TASK
Copy exactly the stretch of lines from the one holding "[pin] red door" through the last line of the data below, inclusive. Leave out pictures.

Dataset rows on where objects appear
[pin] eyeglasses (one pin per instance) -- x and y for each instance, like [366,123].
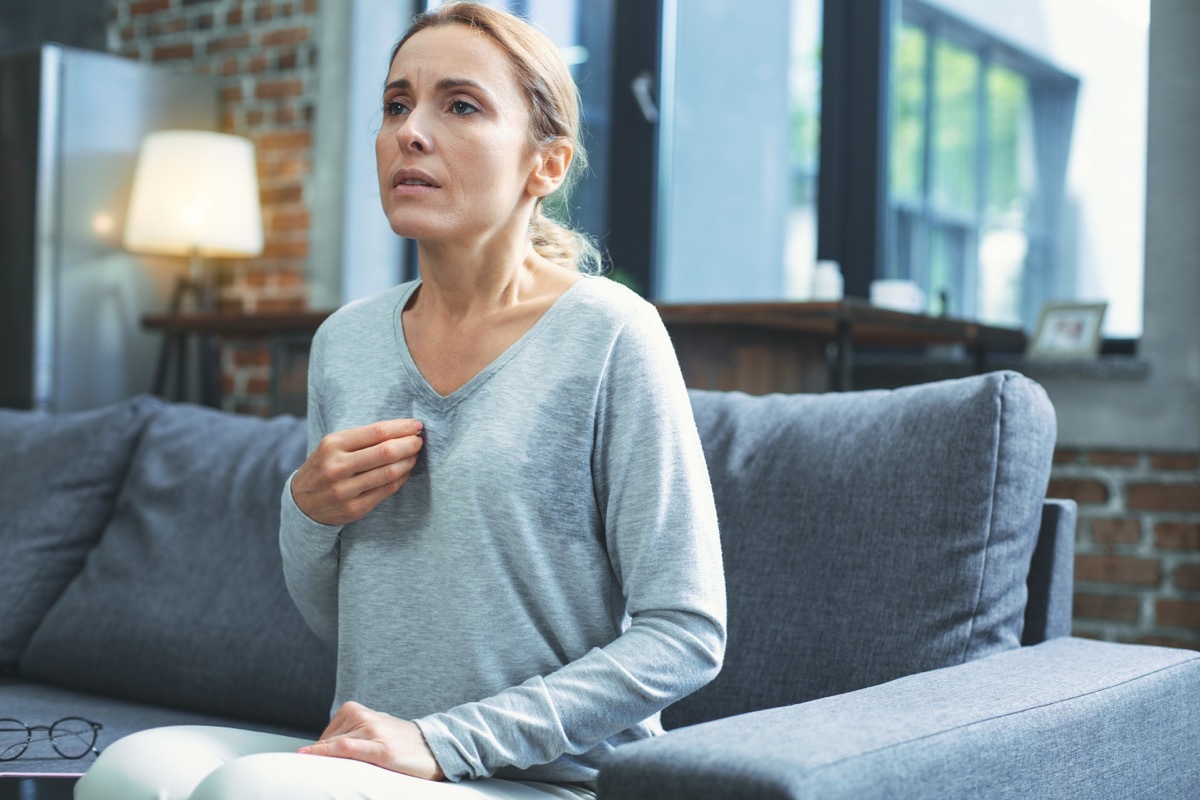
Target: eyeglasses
[70,737]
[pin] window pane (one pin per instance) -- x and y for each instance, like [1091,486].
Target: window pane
[738,150]
[804,94]
[1011,180]
[955,127]
[1037,143]
[907,156]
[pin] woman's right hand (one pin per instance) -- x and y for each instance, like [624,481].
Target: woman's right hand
[352,471]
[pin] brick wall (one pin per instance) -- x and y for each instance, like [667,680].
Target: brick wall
[263,54]
[1138,543]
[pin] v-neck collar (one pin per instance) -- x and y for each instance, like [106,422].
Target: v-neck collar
[479,378]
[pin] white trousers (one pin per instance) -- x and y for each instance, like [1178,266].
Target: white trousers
[205,763]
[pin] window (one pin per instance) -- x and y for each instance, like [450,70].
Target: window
[981,133]
[738,150]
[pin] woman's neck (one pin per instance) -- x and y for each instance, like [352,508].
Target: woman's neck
[460,281]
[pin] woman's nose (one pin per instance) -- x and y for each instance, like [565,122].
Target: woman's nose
[413,133]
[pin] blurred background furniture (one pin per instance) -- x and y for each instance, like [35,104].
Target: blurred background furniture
[70,294]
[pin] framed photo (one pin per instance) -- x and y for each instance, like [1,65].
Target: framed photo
[1068,330]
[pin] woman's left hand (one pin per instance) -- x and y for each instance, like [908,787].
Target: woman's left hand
[361,734]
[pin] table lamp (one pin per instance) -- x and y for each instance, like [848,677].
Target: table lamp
[195,194]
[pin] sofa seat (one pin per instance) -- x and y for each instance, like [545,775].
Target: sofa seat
[36,703]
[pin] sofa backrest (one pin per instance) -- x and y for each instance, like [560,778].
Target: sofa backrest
[870,535]
[183,602]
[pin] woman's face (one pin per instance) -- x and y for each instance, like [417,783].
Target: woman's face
[454,152]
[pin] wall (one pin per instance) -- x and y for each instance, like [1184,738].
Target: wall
[1138,543]
[1129,449]
[264,55]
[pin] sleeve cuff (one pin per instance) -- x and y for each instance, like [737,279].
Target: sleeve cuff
[297,519]
[444,750]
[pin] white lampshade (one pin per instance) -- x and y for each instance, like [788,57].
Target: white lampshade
[195,192]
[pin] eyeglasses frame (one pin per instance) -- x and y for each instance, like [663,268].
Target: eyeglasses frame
[49,731]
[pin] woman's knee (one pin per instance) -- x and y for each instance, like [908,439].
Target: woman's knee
[169,763]
[148,765]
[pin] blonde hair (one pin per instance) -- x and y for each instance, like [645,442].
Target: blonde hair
[553,106]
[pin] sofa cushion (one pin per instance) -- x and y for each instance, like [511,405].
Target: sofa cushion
[61,476]
[870,535]
[183,602]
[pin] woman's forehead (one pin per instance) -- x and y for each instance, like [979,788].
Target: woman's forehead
[453,50]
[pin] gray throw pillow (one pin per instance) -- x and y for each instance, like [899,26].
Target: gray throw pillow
[61,473]
[870,535]
[183,603]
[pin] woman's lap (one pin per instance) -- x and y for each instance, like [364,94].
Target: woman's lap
[202,763]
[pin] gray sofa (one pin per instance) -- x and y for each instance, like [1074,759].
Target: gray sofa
[899,601]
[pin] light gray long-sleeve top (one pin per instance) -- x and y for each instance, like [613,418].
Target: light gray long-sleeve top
[550,576]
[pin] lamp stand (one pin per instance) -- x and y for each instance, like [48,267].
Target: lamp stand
[198,287]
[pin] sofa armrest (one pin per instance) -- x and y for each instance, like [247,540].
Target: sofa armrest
[1065,719]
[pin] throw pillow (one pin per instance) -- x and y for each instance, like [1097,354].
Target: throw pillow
[870,535]
[61,473]
[183,603]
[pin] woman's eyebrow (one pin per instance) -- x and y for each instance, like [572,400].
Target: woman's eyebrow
[445,84]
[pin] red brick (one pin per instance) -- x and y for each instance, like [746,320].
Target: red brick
[1175,461]
[289,278]
[277,89]
[168,52]
[1117,569]
[148,6]
[297,248]
[282,194]
[285,140]
[1066,456]
[1169,642]
[1163,497]
[286,36]
[1113,458]
[289,220]
[252,356]
[1187,577]
[1079,489]
[228,43]
[1116,531]
[1122,608]
[1179,613]
[1177,535]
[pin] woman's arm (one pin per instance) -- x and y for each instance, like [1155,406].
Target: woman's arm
[653,492]
[347,474]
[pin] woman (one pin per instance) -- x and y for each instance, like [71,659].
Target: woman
[505,521]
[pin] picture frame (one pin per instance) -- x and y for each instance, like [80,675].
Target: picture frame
[1067,330]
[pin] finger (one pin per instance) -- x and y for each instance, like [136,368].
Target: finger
[347,746]
[379,479]
[354,439]
[385,452]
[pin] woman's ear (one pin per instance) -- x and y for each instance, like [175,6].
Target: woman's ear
[550,172]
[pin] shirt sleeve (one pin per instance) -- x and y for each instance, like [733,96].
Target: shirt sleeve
[311,548]
[654,495]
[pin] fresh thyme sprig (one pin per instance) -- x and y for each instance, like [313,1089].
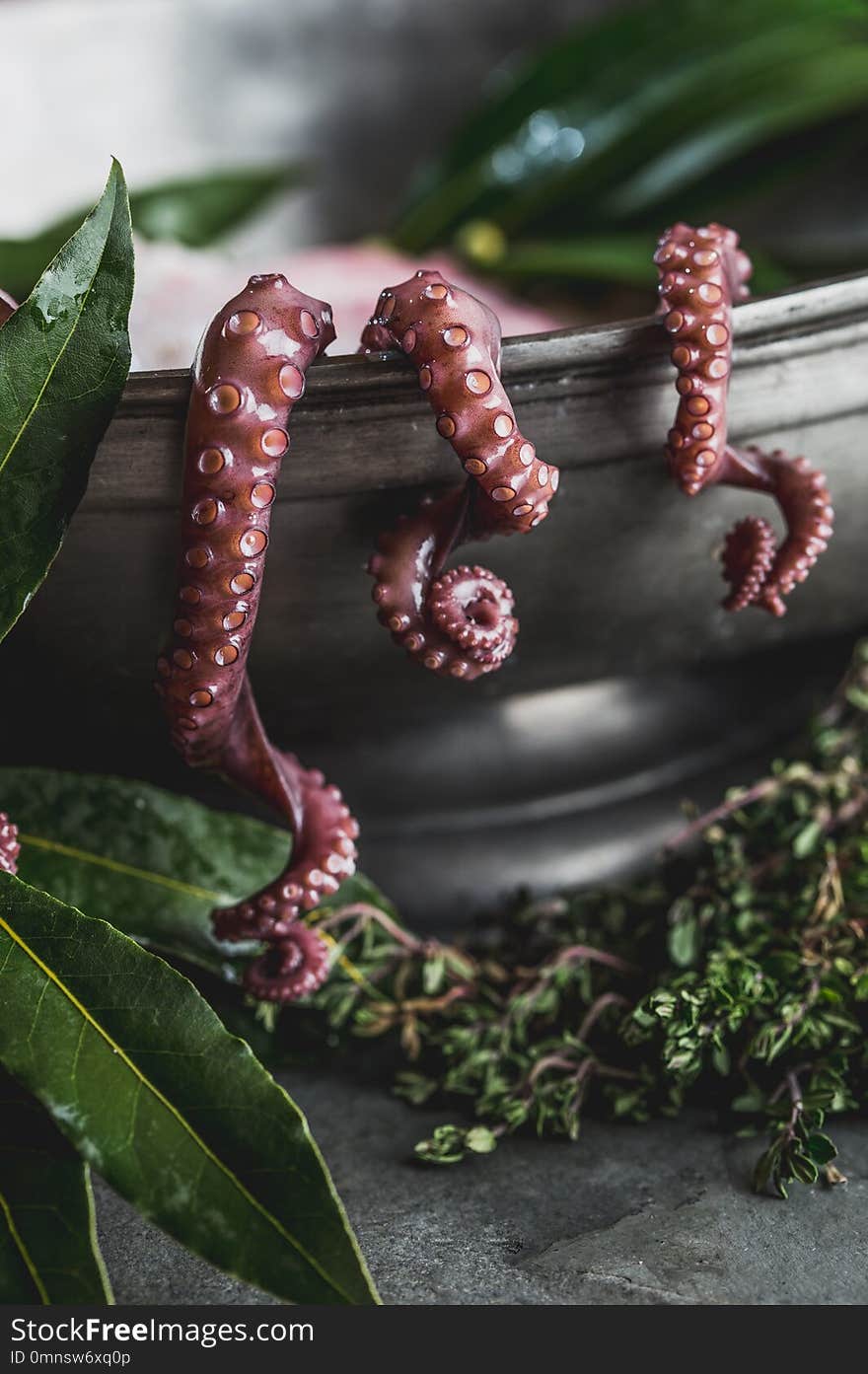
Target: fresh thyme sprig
[735,976]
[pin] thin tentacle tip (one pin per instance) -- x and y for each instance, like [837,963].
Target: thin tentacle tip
[748,559]
[291,969]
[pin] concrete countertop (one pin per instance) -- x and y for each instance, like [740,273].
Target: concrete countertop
[655,1215]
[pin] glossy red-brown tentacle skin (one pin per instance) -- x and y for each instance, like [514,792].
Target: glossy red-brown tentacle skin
[702,273]
[249,371]
[9,845]
[456,622]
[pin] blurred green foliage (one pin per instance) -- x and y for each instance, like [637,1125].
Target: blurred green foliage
[194,210]
[686,108]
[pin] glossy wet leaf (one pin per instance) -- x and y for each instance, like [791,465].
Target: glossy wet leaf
[199,210]
[149,862]
[48,1248]
[622,124]
[194,210]
[175,1112]
[63,360]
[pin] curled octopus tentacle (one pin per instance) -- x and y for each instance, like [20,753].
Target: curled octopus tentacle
[702,273]
[458,622]
[248,374]
[9,845]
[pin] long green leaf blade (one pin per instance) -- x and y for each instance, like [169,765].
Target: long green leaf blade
[63,360]
[175,1112]
[48,1248]
[149,862]
[195,210]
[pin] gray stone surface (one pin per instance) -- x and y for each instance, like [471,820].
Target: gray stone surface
[657,1215]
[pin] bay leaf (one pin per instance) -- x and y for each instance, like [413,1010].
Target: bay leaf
[63,360]
[48,1248]
[172,1111]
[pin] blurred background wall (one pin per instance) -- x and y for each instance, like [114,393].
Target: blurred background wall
[182,86]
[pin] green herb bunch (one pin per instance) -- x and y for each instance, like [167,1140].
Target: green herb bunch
[737,976]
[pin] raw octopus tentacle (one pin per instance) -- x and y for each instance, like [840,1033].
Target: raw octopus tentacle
[9,845]
[702,273]
[456,622]
[249,371]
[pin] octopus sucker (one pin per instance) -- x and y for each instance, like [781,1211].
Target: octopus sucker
[252,363]
[702,273]
[458,622]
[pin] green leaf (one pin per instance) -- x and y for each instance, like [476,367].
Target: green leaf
[820,1147]
[175,1112]
[807,839]
[63,360]
[198,210]
[481,1139]
[685,940]
[48,1249]
[615,125]
[194,210]
[149,862]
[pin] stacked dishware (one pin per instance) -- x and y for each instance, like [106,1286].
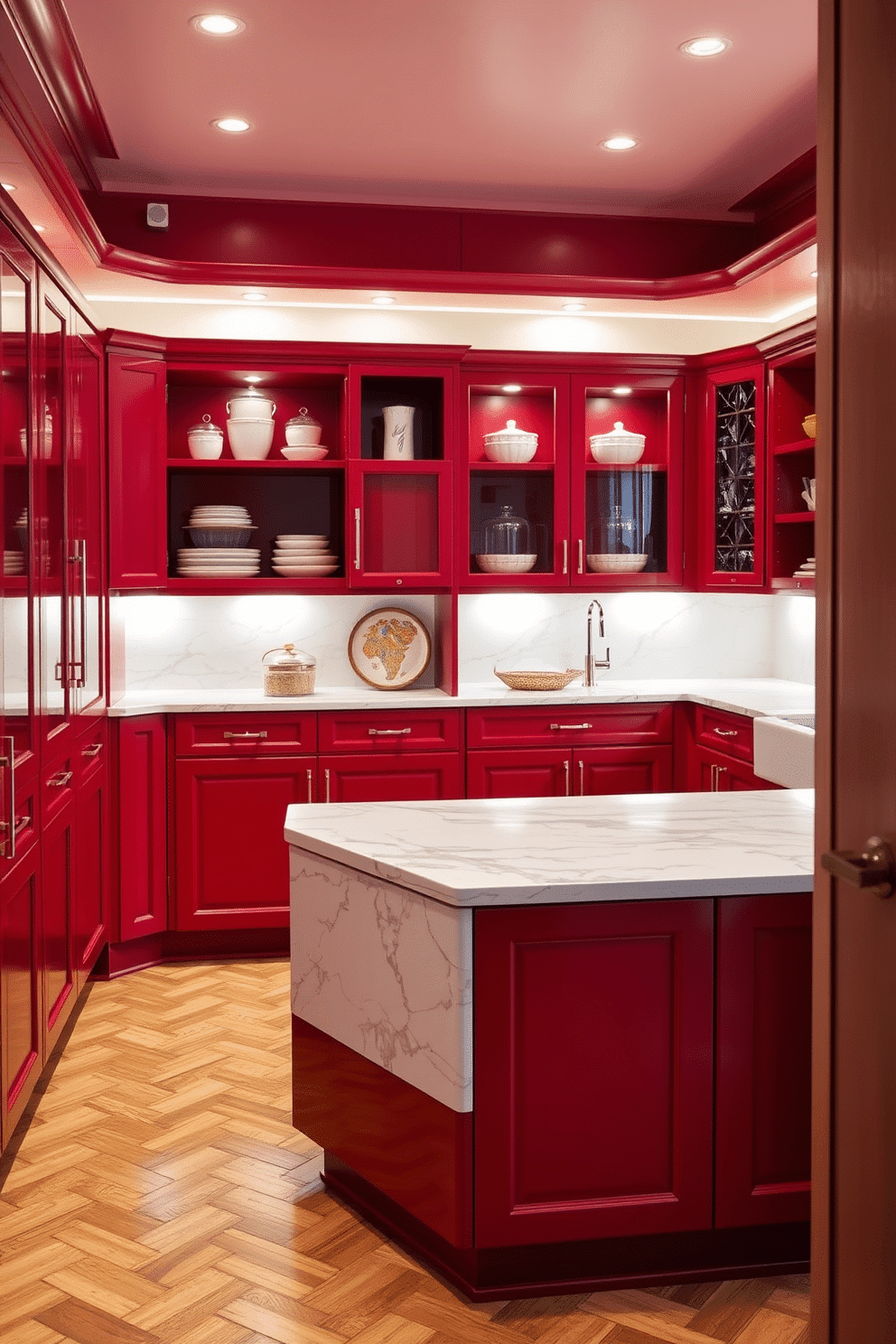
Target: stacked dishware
[303,555]
[250,426]
[219,535]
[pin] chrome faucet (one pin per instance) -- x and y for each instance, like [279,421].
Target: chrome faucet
[592,661]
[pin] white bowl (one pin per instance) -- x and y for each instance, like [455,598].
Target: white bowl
[303,452]
[602,564]
[250,438]
[507,564]
[303,434]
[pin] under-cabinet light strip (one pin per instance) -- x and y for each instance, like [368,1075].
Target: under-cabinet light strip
[453,308]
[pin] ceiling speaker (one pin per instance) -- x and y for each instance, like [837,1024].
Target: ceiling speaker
[157,215]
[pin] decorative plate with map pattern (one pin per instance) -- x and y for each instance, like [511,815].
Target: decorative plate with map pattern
[390,648]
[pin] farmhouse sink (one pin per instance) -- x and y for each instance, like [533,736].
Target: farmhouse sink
[783,751]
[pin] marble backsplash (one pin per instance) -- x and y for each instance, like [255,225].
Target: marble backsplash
[217,643]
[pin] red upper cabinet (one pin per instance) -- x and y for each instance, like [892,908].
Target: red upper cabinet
[626,517]
[137,509]
[791,470]
[731,532]
[400,432]
[513,511]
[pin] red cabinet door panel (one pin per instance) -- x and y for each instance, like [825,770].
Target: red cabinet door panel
[143,826]
[593,1076]
[385,730]
[581,724]
[518,774]
[602,770]
[728,733]
[21,997]
[231,859]
[763,1057]
[245,734]
[390,779]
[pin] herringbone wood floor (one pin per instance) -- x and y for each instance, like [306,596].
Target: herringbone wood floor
[162,1195]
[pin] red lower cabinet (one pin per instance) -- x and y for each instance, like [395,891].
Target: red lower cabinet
[593,1076]
[763,1093]
[231,862]
[21,988]
[390,777]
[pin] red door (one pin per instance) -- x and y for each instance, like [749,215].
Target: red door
[397,777]
[141,832]
[593,1074]
[21,997]
[540,773]
[645,769]
[763,1059]
[230,855]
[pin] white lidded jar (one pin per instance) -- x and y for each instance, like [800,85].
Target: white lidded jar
[292,674]
[206,441]
[510,443]
[248,404]
[303,429]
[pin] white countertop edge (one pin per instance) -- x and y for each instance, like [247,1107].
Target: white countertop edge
[751,696]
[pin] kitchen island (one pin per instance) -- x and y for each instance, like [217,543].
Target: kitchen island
[554,1044]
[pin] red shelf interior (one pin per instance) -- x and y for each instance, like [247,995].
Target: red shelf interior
[532,409]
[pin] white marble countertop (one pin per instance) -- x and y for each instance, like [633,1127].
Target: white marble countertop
[539,851]
[754,696]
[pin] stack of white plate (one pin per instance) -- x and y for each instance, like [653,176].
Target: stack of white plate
[219,561]
[303,555]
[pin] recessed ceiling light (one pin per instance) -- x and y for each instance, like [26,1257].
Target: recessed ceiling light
[705,46]
[218,24]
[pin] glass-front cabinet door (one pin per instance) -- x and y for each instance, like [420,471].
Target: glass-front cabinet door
[626,503]
[18,718]
[733,479]
[399,479]
[515,479]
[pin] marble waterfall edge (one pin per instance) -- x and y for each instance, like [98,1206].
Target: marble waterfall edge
[386,972]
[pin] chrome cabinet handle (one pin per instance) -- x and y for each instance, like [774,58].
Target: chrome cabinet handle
[873,868]
[8,826]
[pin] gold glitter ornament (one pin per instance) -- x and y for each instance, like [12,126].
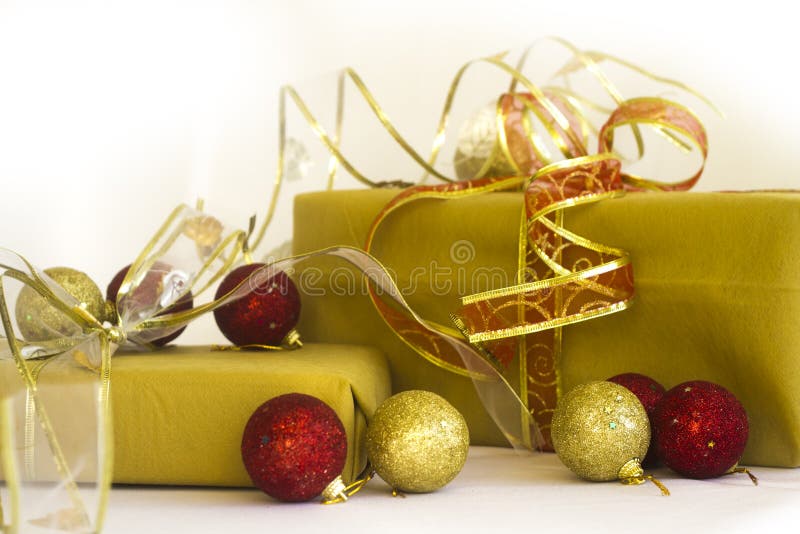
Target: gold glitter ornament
[417,442]
[38,320]
[601,432]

SOLUTION FOR THIS PROBLEM
[pin] red door (one pin per instance) -- x and y for each instance, like [749,215].
Target: red door
[397,777]
[141,832]
[593,1074]
[21,997]
[540,773]
[645,769]
[763,1059]
[230,855]
[pin] white lidded jar (one pin per instance) -- x and y for each instance, like [800,85].
Target: white lidded jar
[292,674]
[206,441]
[510,443]
[248,404]
[303,429]
[pin] white countertop edge (one pin per instance) -- x and y for each instance, like [247,1107].
Target: white countertop edge
[751,696]
[pin] kitchen island (one pin per instance) -- x and y for each instance, like [217,543].
Target: kitchen island
[554,1044]
[pin] red shelf interior (one pin per instance) -- x and y for each instance, like [247,995].
Target: red shelf interior
[532,409]
[pin] white marble countertop (one pin per instance) -- x and y for each instance, like [633,1127].
Target: white marble countertop
[539,851]
[754,696]
[pin] stack of white plate (one pin per instance) -- x and y for each instance, like [653,176].
Target: stack of white plate
[219,561]
[303,555]
[pin] recessed ceiling light (one pin per instance) -- x and y for each instance, like [26,1257].
Target: recessed ceiling light
[705,46]
[218,24]
[pin] glass-front cabinet door (one pin per instance) -- x and y for each instance, like [420,471].
Target: glass-front cabinet door
[626,503]
[18,718]
[733,479]
[399,479]
[515,479]
[pin] marble waterfall edge (one pin per instance) -- x and y for each instance, like [98,1206].
Target: marble waterfall edge
[386,972]
[pin] chrome cabinet handle (one pin per instance) -- x and y for each instance, like [774,58].
Target: chrome cabinet handle
[873,868]
[8,826]
[pin] gold glitter ornament (one pin per instance) -- x and y for each instance, like [12,126].
Target: gold glitter ornament
[417,442]
[38,320]
[601,432]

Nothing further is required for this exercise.